JAKARTA. Sepucuk surat melayang ke meja Menko Perekonomian Darmin Nasution beberapa pekan sebelum kunjungan Wakil Presiden Amerika Serikat, Mike Pence ke Indonesia pada 20 April 2017. Pengirimnya adalah perusahaan finansial asal Amerika Serikat, Goldman Sach. Ini bukan surat biasa-biasa saja. Isinya menyiratkan kegelisahan Goldman Sach atas gugatan US$ 1,1 miliar yang diajukan oleh Benny Tjokro, Direktur Utama PT Hanson International Tbk. Perusahaan keuangan itu juga menyatakan, gugatan Benny bertentangan dengan promosi Indonesia untuk menjadi tujuan investasi global. Selain ke Darmin, Goldman menyurati Kepala Badan Koordinasi Penanaman Modal (BKPM) Thomas Lembong, beberapa waktu sebelumnya. Isinya pun serupa.

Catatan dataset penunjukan
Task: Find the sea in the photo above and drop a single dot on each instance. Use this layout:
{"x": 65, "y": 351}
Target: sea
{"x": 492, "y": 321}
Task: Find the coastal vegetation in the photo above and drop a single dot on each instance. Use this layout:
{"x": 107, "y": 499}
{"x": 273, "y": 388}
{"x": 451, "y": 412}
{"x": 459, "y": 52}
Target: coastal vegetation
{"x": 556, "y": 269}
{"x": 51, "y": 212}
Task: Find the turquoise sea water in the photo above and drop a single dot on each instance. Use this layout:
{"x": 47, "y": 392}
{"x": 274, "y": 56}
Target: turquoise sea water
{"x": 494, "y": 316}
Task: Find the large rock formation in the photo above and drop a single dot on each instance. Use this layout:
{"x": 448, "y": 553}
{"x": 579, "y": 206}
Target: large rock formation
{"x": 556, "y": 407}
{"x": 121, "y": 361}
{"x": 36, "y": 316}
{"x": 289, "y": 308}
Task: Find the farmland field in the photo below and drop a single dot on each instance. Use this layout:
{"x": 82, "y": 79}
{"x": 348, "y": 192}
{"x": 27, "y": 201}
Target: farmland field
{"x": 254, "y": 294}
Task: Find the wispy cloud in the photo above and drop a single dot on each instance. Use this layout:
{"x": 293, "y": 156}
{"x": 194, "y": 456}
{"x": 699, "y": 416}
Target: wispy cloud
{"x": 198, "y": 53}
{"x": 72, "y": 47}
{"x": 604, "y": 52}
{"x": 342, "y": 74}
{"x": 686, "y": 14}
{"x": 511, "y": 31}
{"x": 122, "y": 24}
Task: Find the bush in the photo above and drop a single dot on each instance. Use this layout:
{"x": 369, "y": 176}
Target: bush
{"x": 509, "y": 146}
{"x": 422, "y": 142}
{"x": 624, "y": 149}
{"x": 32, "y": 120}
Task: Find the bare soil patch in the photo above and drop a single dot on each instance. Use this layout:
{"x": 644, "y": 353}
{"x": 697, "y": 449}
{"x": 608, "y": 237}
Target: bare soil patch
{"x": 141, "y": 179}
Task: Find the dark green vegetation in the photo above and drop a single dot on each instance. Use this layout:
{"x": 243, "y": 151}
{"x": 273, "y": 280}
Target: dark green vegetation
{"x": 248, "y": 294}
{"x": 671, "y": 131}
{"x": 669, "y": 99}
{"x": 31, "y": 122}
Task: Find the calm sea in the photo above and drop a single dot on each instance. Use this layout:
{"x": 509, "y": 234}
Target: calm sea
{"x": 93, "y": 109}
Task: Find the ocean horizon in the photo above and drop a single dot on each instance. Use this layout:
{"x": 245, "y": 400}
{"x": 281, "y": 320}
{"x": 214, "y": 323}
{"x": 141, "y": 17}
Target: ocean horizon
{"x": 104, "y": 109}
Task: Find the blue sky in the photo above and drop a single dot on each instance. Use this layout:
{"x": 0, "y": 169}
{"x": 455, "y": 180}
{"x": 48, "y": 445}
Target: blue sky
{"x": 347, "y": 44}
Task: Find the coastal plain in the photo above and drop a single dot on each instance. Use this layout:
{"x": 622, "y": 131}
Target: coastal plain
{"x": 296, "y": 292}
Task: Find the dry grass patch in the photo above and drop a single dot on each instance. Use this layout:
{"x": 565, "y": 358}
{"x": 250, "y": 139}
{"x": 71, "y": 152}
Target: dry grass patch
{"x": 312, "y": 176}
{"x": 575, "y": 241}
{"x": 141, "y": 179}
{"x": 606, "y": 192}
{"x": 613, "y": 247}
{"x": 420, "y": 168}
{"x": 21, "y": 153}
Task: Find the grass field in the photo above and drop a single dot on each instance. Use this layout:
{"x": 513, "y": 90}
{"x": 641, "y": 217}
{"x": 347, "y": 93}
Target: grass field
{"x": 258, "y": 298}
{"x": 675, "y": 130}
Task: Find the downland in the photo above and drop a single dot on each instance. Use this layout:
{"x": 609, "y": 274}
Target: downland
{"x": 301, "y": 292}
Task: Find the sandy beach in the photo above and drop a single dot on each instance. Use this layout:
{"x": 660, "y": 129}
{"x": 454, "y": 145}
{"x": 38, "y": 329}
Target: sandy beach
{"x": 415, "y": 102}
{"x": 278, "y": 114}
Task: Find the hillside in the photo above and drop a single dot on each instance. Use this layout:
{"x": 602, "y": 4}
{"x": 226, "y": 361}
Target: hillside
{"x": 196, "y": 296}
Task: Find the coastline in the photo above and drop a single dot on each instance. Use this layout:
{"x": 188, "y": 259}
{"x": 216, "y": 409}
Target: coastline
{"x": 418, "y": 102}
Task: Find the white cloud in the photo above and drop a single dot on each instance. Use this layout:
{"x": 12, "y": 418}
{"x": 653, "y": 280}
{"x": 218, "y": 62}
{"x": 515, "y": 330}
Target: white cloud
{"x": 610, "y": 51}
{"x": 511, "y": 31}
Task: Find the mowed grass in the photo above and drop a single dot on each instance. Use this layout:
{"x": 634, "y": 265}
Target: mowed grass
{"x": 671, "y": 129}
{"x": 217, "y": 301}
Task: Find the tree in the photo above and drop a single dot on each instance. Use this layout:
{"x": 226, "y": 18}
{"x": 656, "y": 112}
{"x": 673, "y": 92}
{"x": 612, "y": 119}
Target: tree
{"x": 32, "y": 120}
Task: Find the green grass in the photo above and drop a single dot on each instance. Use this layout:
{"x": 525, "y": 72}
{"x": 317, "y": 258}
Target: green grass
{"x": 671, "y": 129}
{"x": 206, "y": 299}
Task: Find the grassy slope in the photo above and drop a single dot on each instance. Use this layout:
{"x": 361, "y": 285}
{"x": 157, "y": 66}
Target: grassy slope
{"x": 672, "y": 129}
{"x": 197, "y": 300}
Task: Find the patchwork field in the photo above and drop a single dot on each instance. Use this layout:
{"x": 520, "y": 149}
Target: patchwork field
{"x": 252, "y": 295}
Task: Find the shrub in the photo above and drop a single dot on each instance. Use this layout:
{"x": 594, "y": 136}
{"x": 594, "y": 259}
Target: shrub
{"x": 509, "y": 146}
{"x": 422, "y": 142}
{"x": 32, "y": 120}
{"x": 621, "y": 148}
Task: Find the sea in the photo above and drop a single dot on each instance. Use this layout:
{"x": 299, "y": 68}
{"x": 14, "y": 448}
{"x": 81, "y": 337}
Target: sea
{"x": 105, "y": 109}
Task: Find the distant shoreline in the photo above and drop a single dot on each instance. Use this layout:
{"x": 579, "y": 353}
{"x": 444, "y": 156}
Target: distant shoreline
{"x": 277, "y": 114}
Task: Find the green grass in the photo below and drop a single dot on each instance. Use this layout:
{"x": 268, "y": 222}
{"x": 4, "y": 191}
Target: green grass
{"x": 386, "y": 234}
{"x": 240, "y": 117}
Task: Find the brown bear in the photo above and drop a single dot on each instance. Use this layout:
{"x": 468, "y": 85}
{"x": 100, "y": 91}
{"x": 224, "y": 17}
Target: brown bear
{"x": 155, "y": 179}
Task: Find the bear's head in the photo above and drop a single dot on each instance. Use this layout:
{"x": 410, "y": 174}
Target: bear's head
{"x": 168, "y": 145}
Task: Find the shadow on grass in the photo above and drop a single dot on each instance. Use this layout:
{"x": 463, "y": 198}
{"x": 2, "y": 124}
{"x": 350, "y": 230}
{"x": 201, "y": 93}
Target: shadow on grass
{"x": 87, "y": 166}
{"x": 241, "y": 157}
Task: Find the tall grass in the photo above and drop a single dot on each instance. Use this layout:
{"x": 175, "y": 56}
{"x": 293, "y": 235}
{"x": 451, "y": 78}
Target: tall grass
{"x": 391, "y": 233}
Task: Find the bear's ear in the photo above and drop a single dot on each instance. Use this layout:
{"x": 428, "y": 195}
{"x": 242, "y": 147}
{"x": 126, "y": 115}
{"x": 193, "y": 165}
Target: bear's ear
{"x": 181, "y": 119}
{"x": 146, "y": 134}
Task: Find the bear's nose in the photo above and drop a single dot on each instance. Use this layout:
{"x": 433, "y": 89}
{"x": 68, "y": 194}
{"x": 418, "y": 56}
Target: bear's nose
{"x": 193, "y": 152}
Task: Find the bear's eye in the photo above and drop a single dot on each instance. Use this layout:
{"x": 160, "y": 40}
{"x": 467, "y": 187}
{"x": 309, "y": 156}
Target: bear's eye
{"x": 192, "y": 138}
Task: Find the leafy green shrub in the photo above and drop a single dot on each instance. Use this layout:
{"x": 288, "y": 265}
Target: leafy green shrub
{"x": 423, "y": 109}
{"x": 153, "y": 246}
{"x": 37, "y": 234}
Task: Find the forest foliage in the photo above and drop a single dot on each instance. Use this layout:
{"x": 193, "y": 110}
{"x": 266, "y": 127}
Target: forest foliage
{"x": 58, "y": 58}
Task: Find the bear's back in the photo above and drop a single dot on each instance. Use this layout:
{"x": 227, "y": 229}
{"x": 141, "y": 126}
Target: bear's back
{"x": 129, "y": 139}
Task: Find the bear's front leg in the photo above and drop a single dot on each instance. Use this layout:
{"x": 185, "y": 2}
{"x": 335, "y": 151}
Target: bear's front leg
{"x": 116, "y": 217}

• [Tujuan Latihan]:
a) Berapa nilai gugatan yang diajukan Benny Tjokro menurut halaman ini?
b) Salin seluruh bagian halaman ini dari "JAKARTA. Sepucuk surat" sampai ke "Isinya pun serupa.".

• [Jawaban Latihan]:
a) US$ 1,1 miliar.

b)
JAKARTA. Sepucuk surat melayang ke meja Menko Perekonomian Darmin Nasution beberapa pekan sebelum kunjungan Wakil Presiden Amerika Serikat, Mike Pence ke Indonesia pada 20 April 2017. Pengirimnya adalah perusahaan finansial asal Amerika Serikat, Goldman Sach. Ini bukan surat biasa-biasa saja. Isinya menyiratkan kegelisahan Goldman Sach atas gugatan US$ 1,1 miliar yang diajukan oleh Benny Tjokro, Direktur Utama PT Hanson International Tbk. Perusahaan keuangan itu juga menyatakan, gugatan Benny bertentangan dengan promosi Indonesia untuk menjadi tujuan investasi global. Selain ke Darmin, Goldman menyurati Kepala Badan Koordinasi Penanaman Modal (BKPM) Thomas Lembong, beberapa waktu sebelumnya. Isinya pun serupa.